Records from a collection:
___

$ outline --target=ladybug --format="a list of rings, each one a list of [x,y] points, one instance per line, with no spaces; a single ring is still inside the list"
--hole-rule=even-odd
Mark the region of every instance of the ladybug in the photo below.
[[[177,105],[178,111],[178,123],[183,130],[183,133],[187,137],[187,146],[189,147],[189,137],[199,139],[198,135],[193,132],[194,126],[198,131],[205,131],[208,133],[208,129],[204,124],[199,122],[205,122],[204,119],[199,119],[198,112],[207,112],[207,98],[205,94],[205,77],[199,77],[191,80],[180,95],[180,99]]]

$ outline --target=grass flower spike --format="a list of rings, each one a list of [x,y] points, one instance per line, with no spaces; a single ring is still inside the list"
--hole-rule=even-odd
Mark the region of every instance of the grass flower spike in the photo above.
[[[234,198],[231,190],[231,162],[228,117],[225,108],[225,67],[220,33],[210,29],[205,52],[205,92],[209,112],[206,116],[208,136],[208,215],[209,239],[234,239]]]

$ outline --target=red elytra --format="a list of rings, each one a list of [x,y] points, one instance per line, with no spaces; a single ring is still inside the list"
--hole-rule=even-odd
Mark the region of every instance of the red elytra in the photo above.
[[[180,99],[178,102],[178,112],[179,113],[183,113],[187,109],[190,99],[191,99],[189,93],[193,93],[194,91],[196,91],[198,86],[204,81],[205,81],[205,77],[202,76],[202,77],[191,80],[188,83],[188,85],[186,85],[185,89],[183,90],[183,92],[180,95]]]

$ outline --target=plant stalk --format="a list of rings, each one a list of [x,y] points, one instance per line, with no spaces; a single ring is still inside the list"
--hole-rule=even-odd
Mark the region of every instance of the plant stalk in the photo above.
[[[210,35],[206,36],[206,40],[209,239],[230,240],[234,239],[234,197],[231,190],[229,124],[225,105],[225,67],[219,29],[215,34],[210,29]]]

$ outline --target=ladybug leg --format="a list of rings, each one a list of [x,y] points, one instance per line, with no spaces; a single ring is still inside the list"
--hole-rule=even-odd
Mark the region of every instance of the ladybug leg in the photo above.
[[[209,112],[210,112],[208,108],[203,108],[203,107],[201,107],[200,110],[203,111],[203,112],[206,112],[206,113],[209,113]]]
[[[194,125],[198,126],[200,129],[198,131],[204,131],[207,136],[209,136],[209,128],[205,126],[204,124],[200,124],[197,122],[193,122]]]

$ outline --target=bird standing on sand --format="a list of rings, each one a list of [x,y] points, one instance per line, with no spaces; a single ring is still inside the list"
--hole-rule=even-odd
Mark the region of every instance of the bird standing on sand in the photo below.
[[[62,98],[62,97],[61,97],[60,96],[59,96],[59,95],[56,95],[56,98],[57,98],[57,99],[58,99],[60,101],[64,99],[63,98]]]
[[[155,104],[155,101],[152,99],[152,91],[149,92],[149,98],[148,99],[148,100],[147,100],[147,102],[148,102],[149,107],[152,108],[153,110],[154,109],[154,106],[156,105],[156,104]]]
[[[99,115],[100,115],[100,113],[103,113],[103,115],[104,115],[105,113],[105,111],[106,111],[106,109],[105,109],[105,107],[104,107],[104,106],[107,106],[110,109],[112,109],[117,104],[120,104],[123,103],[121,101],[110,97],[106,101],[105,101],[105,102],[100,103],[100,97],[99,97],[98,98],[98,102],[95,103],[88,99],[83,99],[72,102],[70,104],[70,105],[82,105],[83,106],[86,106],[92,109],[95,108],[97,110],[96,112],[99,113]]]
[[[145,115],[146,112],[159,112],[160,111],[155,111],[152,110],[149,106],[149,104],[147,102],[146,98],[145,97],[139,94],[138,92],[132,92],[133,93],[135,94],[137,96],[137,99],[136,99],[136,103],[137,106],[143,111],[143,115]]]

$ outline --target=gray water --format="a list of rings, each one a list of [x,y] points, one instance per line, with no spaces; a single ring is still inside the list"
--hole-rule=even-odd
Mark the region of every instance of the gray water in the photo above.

___

● PROBLEM REQUIREMENTS
Switch "ladybug" to "beetle" wherever it appears from the first line through the line containing "Mark the region of every instance of the ladybug in", inclusive. Give those lines back with nothing else changed.

● COMPLETE RESPONSE
$ outline --target=beetle --format="a list of rings, each one a list of [x,y] points, one instance per line, with no spaces; a single ring is still inside the list"
--hole-rule=even-odd
Mark the region of every instance of the beetle in the photo below.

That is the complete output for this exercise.